◆ **Challenge**:
Collect every line of the listing that contains the string "door", treating uppercase and lowercase as distinct.

◆ **Entries shown**:
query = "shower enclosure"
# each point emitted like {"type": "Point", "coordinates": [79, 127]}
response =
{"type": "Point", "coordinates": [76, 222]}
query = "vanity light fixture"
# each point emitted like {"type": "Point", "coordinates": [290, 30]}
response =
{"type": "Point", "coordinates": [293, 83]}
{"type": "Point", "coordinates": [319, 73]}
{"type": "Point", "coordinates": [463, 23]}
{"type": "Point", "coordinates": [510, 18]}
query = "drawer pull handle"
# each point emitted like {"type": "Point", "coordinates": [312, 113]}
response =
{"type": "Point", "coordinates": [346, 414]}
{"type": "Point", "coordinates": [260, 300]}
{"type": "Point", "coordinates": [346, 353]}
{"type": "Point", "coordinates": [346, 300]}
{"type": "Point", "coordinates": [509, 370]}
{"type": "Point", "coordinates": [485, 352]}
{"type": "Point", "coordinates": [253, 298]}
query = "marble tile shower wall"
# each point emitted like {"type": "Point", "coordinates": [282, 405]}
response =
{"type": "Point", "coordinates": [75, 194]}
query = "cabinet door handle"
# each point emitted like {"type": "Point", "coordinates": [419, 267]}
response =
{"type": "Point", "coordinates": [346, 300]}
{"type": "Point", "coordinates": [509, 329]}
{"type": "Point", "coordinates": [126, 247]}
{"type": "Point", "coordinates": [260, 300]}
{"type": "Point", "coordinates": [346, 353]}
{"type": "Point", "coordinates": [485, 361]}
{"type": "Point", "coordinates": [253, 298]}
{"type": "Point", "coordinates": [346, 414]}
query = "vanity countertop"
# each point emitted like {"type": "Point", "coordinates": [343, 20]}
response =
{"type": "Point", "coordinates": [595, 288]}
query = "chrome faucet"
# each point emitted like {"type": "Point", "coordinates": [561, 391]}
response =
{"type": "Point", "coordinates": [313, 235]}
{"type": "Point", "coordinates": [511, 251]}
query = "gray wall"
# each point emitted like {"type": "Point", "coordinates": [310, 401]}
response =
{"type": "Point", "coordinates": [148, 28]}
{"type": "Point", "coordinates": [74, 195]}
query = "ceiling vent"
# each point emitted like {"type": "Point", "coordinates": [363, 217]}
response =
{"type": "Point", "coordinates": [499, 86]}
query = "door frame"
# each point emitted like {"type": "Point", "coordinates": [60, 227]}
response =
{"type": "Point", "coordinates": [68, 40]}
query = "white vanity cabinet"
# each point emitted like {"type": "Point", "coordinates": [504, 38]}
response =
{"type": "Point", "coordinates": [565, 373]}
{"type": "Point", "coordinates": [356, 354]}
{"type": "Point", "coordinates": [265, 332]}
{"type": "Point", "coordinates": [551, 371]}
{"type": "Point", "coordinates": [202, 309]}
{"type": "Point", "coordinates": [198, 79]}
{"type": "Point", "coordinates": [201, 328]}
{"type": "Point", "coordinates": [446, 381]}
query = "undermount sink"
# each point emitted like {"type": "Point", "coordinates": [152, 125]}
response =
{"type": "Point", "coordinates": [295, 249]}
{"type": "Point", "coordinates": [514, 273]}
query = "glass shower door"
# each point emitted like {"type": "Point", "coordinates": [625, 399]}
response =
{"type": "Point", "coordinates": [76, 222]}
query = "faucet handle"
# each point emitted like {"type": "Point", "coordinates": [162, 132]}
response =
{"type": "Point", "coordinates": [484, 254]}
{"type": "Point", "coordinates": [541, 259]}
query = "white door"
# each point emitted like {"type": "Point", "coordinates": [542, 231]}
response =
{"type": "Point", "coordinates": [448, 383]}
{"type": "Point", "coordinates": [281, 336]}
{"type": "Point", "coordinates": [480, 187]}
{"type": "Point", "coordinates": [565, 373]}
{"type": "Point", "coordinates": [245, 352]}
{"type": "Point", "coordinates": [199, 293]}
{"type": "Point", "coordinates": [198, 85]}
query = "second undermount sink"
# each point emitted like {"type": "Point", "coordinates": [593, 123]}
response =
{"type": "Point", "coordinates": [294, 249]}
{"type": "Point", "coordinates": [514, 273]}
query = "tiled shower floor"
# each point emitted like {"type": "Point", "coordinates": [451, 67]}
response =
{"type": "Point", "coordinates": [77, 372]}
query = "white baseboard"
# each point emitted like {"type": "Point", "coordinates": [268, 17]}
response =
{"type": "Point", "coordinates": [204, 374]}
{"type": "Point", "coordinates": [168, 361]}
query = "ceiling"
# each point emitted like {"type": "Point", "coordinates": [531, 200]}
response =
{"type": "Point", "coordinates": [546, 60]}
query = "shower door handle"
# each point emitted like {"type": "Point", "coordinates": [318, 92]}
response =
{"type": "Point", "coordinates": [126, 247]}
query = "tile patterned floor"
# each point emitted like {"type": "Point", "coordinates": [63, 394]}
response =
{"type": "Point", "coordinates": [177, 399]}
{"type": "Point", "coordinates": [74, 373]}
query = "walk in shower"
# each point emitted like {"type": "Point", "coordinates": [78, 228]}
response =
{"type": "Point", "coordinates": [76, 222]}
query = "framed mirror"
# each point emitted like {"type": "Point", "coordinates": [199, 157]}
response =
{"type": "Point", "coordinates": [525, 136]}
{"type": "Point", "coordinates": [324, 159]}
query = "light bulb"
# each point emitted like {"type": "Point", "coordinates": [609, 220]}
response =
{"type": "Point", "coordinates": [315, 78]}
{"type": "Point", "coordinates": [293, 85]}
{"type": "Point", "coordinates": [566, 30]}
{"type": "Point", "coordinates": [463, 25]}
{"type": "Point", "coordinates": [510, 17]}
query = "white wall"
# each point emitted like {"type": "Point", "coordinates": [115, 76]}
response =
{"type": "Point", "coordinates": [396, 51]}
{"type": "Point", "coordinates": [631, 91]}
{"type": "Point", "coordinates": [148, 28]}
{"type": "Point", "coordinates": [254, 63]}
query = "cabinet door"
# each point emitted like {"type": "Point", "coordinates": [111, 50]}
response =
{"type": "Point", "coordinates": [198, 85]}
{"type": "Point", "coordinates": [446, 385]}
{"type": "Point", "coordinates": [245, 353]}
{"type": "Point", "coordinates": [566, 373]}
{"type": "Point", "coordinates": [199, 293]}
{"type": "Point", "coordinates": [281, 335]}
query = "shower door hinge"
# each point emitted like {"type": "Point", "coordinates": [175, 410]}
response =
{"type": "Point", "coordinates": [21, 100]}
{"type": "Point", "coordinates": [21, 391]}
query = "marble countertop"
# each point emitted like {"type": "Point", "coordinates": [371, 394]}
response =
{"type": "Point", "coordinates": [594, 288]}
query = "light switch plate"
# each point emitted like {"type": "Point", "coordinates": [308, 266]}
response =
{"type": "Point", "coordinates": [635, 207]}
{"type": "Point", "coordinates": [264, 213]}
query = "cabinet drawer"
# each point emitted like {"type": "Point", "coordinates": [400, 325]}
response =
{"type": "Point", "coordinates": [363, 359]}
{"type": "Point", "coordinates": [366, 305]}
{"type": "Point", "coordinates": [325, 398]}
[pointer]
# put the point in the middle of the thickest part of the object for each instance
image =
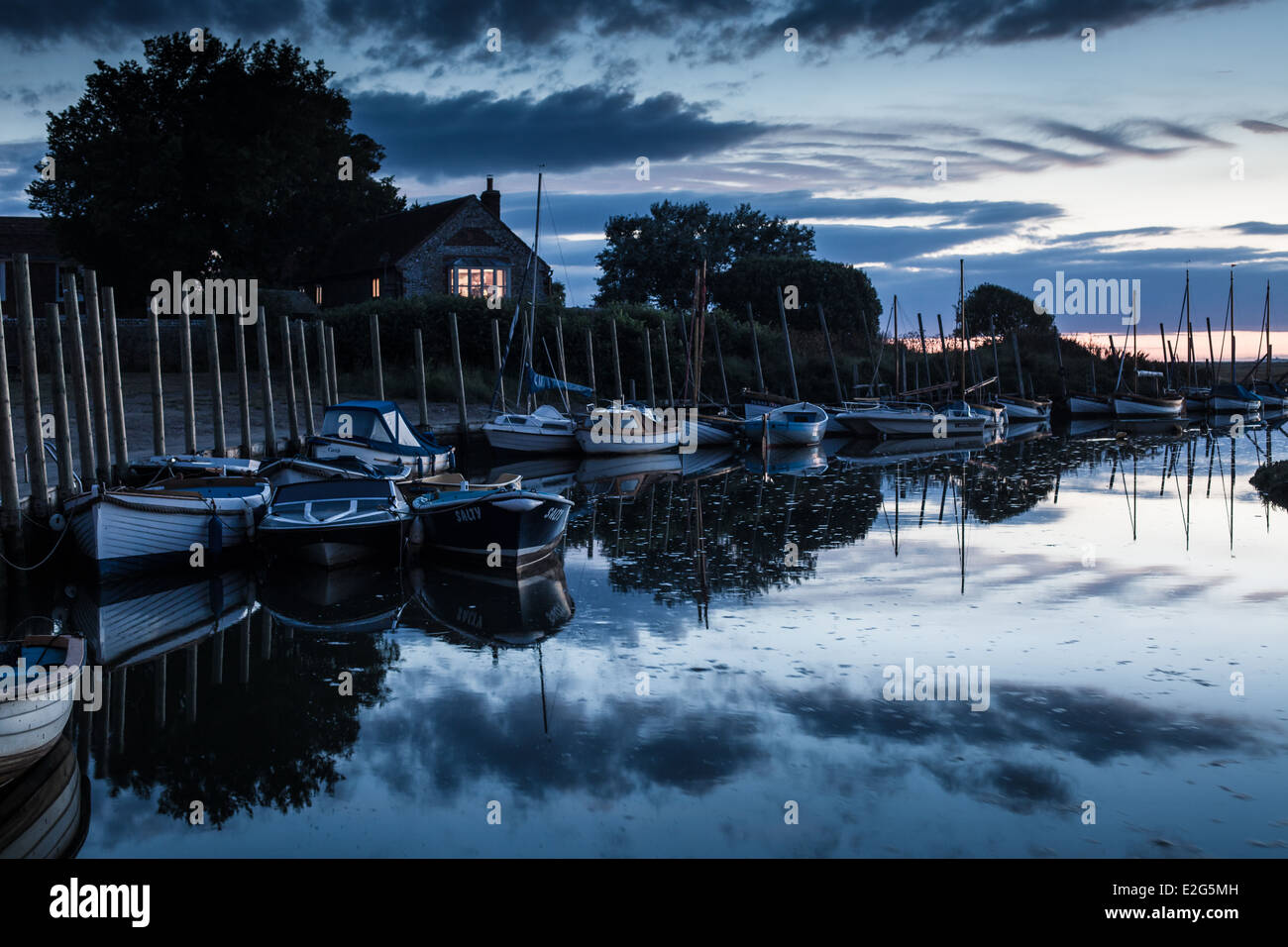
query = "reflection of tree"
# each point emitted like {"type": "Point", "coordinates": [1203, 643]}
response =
{"type": "Point", "coordinates": [270, 741]}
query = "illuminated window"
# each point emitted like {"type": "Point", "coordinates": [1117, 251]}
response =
{"type": "Point", "coordinates": [476, 277]}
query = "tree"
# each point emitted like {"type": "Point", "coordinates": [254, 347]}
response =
{"type": "Point", "coordinates": [652, 258]}
{"type": "Point", "coordinates": [1010, 311]}
{"type": "Point", "coordinates": [224, 161]}
{"type": "Point", "coordinates": [844, 291]}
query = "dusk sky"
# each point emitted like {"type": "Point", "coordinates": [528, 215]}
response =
{"type": "Point", "coordinates": [1120, 162]}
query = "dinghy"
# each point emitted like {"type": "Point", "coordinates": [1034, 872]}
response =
{"type": "Point", "coordinates": [35, 707]}
{"type": "Point", "coordinates": [336, 522]}
{"type": "Point", "coordinates": [800, 425]}
{"type": "Point", "coordinates": [480, 521]}
{"type": "Point", "coordinates": [377, 432]}
{"type": "Point", "coordinates": [125, 527]}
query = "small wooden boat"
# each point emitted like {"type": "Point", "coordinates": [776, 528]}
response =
{"type": "Point", "coordinates": [800, 424]}
{"type": "Point", "coordinates": [127, 526]}
{"type": "Point", "coordinates": [287, 471]}
{"type": "Point", "coordinates": [476, 522]}
{"type": "Point", "coordinates": [545, 431]}
{"type": "Point", "coordinates": [35, 707]}
{"type": "Point", "coordinates": [336, 522]}
{"type": "Point", "coordinates": [378, 433]}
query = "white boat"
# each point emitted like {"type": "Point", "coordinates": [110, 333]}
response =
{"type": "Point", "coordinates": [800, 424]}
{"type": "Point", "coordinates": [917, 419]}
{"type": "Point", "coordinates": [545, 431]}
{"type": "Point", "coordinates": [124, 526]}
{"type": "Point", "coordinates": [378, 433]}
{"type": "Point", "coordinates": [630, 429]}
{"type": "Point", "coordinates": [35, 709]}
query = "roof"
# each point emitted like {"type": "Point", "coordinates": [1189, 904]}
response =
{"type": "Point", "coordinates": [29, 235]}
{"type": "Point", "coordinates": [364, 247]}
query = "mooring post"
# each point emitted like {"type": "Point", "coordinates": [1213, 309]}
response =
{"type": "Point", "coordinates": [305, 385]}
{"type": "Point", "coordinates": [421, 394]}
{"type": "Point", "coordinates": [189, 395]}
{"type": "Point", "coordinates": [155, 371]}
{"type": "Point", "coordinates": [217, 385]}
{"type": "Point", "coordinates": [648, 368]}
{"type": "Point", "coordinates": [292, 405]}
{"type": "Point", "coordinates": [266, 385]}
{"type": "Point", "coordinates": [80, 384]}
{"type": "Point", "coordinates": [103, 416]}
{"type": "Point", "coordinates": [243, 385]}
{"type": "Point", "coordinates": [37, 475]}
{"type": "Point", "coordinates": [460, 376]}
{"type": "Point", "coordinates": [62, 423]}
{"type": "Point", "coordinates": [377, 369]}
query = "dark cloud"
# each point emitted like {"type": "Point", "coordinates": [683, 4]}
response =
{"type": "Point", "coordinates": [588, 127]}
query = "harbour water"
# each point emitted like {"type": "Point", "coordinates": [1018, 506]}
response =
{"type": "Point", "coordinates": [703, 672]}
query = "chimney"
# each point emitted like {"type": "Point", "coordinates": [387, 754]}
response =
{"type": "Point", "coordinates": [490, 198]}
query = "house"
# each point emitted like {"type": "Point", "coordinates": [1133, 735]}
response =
{"type": "Point", "coordinates": [459, 247]}
{"type": "Point", "coordinates": [35, 237]}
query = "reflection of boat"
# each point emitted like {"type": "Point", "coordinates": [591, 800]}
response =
{"type": "Point", "coordinates": [130, 622]}
{"type": "Point", "coordinates": [335, 522]}
{"type": "Point", "coordinates": [44, 812]}
{"type": "Point", "coordinates": [353, 598]}
{"type": "Point", "coordinates": [483, 519]}
{"type": "Point", "coordinates": [490, 608]}
{"type": "Point", "coordinates": [378, 433]}
{"type": "Point", "coordinates": [35, 706]}
{"type": "Point", "coordinates": [124, 526]}
{"type": "Point", "coordinates": [288, 471]}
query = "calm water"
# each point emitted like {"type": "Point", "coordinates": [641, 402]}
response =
{"type": "Point", "coordinates": [711, 647]}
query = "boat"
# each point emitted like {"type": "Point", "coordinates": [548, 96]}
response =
{"type": "Point", "coordinates": [545, 431]}
{"type": "Point", "coordinates": [800, 424]}
{"type": "Point", "coordinates": [304, 470]}
{"type": "Point", "coordinates": [377, 432]}
{"type": "Point", "coordinates": [35, 707]}
{"type": "Point", "coordinates": [124, 527]}
{"type": "Point", "coordinates": [492, 523]}
{"type": "Point", "coordinates": [336, 522]}
{"type": "Point", "coordinates": [630, 429]}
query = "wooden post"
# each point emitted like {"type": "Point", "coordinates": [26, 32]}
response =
{"type": "Point", "coordinates": [217, 385]}
{"type": "Point", "coordinates": [590, 365]}
{"type": "Point", "coordinates": [617, 361]}
{"type": "Point", "coordinates": [460, 377]}
{"type": "Point", "coordinates": [115, 393]}
{"type": "Point", "coordinates": [266, 385]}
{"type": "Point", "coordinates": [189, 397]}
{"type": "Point", "coordinates": [831, 356]}
{"type": "Point", "coordinates": [243, 385]}
{"type": "Point", "coordinates": [307, 386]}
{"type": "Point", "coordinates": [80, 384]}
{"type": "Point", "coordinates": [98, 384]}
{"type": "Point", "coordinates": [62, 424]}
{"type": "Point", "coordinates": [755, 350]}
{"type": "Point", "coordinates": [155, 371]}
{"type": "Point", "coordinates": [11, 512]}
{"type": "Point", "coordinates": [715, 334]}
{"type": "Point", "coordinates": [377, 369]}
{"type": "Point", "coordinates": [787, 341]}
{"type": "Point", "coordinates": [666, 360]}
{"type": "Point", "coordinates": [496, 359]}
{"type": "Point", "coordinates": [292, 406]}
{"type": "Point", "coordinates": [648, 368]}
{"type": "Point", "coordinates": [37, 475]}
{"type": "Point", "coordinates": [421, 397]}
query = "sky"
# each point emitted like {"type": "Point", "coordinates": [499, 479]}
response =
{"type": "Point", "coordinates": [909, 134]}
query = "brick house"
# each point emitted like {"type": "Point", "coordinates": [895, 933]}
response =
{"type": "Point", "coordinates": [459, 247]}
{"type": "Point", "coordinates": [35, 237]}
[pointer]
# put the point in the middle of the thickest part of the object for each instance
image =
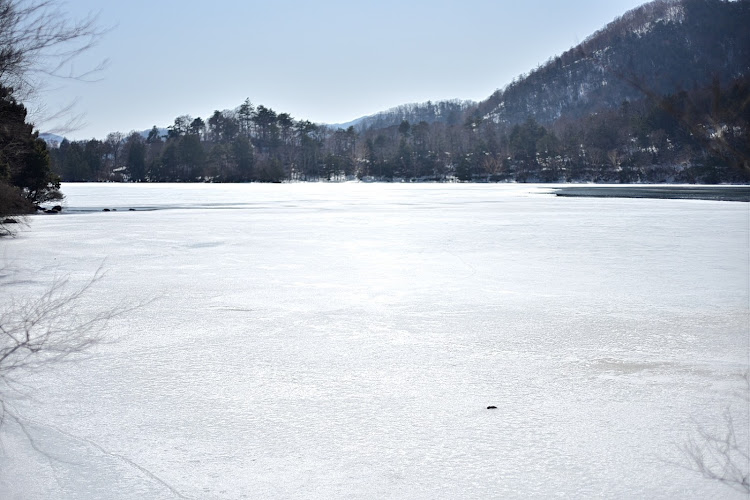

◆ **Full output**:
query = "cabinet door handle"
query = "door frame"
query = "glass shower door"
query = "white door"
query = "shower door handle"
query = "cabinet door"
query = "shower door hinge"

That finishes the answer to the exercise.